▸ **TAREFA PROPOSTA 1**
Liste as atividades para as quais, segundo o texto sobre barulho de obra, o silêncio é essencial.

▸ **TEXTO FORNECIDO**
========
Barulho de obra tem limite

Barulho de obra tem limite

Por Kênio de Souza Pereira

 

As pessoas têm o direito ao sossego, sendo o silêncio essencial para que ocorra o descanso, bem como para estudar e trabalhar. Poucos sabem que há leis que estabelecem limites de ruídos até mesmo para as construtoras que causam grande incômodo aos vizinhos.  

 

Os ruídos e as vibrações em excesso provocados por algumas empresas, bem como a fumaça decorrente das chaminés dos restaurantes e churrascaria, às vezes são inevitáveis, mas a lei exige que tais incômodos devem ser amenizados por meio de vários tipos de soluções, como revestimentos acústicos, barreiras de som, filtros e demais materiais e equipamentos para que seja possível a convivência.

 

Caso a empresa não respeite as leis que promovem a boa vizinhança, qualquer vizinho tem o direito de procurar um advogado especializado para que esse tome as providências jurídicas, pois os ruídos e demais excessos, além de desvalorizarem os imóveis no entorno, causam prejuízos aos vizinhos que deixam de produzir ao não poderem descansar, bem como os adoece.

 

A saúde não tem preço e esperar pela ação da Prefeitura tem gerado grande frustração, pois essa recebe milhares de reclamações, não tendo condições de resolver essas irregularidades com celeridade. A tramitação desse processo demora anos, sendo comum os incomodados desistirem de esperar uma solução por parte do poder público, o que motiva as providências junto ao Poder Judiciário que é mais eficaz.
========
▸ **DADOS DO EXERCÍCIO**

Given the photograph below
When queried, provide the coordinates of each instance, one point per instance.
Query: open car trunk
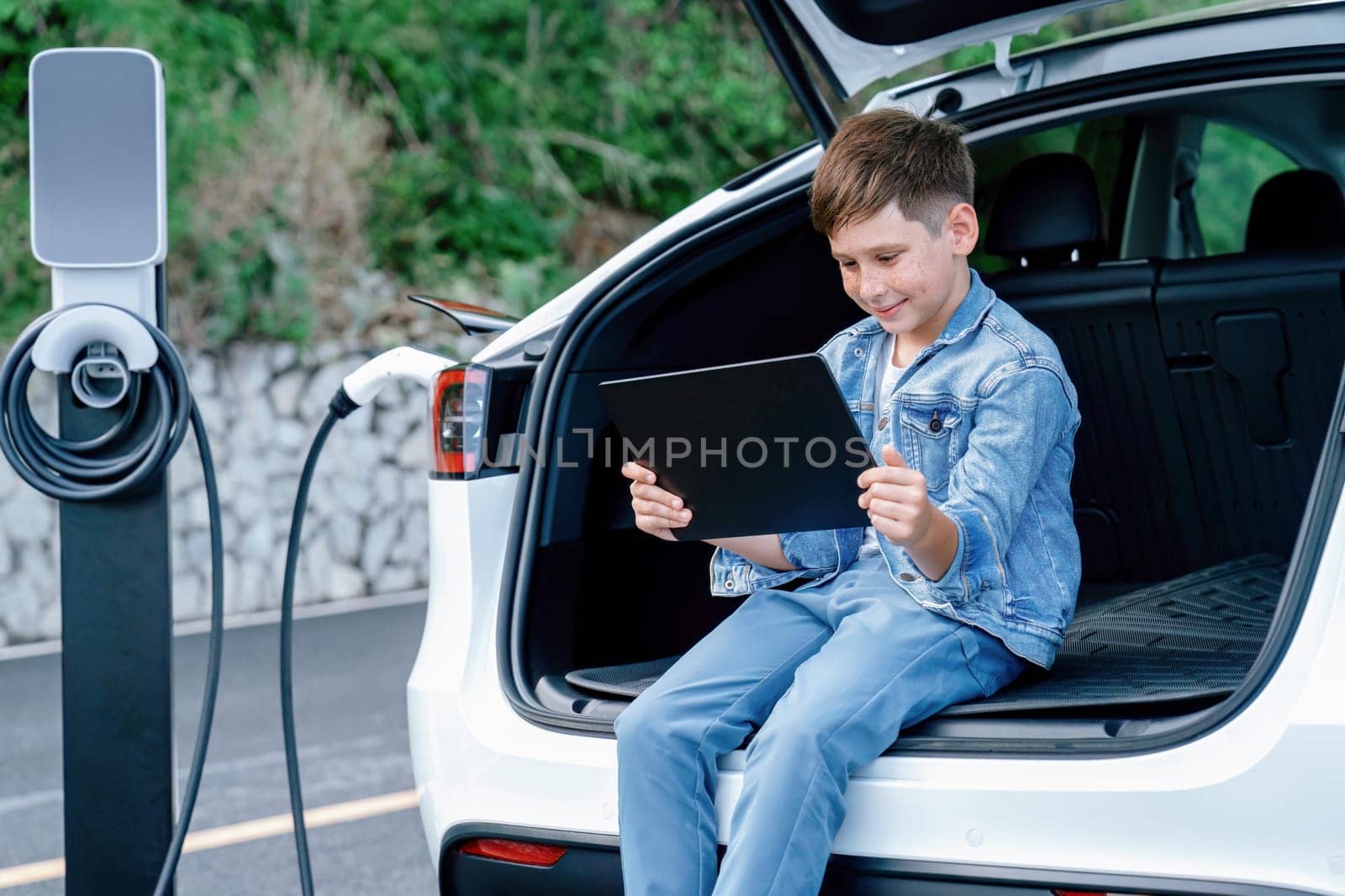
========
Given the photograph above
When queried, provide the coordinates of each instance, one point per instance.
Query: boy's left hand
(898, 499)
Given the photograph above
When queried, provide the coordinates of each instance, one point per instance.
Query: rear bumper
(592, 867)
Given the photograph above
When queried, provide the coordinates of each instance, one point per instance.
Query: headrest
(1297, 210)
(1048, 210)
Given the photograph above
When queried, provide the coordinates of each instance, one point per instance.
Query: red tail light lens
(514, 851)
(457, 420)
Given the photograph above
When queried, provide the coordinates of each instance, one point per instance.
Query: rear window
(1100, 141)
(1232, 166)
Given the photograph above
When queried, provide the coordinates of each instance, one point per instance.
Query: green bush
========
▸ **TAREFA PROPOSTA 2**
Nas linhas de dados, reescreva tudo desde a linha que contém "Given the photograph below" até a linha que contém "Query: open car trunk" e substitua "open car trunk" por "closed car trunk".

▸ **RESPOSTA CORRETA 1**
Descansar, estudar e trabalhar.

▸ **RESPOSTA CORRETA 2**
Given the photograph below
When queried, provide the coordinates of each instance, one point per instance.
Query: closed car trunk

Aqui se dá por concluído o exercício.